[[ GIVEN RECORDS, beginning ]]
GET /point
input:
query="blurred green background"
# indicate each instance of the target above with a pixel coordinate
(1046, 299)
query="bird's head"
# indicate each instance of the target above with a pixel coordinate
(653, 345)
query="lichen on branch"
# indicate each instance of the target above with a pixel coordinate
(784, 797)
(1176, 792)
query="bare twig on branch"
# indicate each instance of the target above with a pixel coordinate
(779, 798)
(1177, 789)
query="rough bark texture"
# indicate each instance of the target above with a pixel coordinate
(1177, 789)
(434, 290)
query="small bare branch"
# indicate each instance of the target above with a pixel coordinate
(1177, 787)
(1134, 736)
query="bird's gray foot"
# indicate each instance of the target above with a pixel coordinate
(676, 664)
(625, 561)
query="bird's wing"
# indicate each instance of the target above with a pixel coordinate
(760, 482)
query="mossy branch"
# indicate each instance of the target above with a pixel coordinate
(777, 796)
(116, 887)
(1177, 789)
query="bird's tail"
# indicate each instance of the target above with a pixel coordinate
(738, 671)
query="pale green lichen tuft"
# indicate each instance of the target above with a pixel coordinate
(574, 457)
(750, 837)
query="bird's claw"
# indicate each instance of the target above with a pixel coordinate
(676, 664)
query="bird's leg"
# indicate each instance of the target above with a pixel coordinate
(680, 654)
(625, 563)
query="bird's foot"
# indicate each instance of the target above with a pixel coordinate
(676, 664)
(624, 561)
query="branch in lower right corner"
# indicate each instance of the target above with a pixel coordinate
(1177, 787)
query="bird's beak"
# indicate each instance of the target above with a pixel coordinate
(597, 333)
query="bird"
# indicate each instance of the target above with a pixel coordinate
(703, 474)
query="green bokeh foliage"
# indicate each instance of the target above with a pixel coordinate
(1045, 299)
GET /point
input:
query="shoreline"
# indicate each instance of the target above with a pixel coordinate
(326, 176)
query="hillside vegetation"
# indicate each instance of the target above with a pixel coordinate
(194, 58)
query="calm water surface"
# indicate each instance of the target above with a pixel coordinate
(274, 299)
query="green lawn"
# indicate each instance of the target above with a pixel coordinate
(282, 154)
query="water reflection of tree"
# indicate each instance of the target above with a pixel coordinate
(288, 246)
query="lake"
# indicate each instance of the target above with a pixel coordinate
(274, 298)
[[ GIVEN RECORDS, end ]]
*ACTION ITEM*. Wherever the string "green" shows up in a line of the records, count that line once. Report the total alone.

*ANSWER SPACE*. 4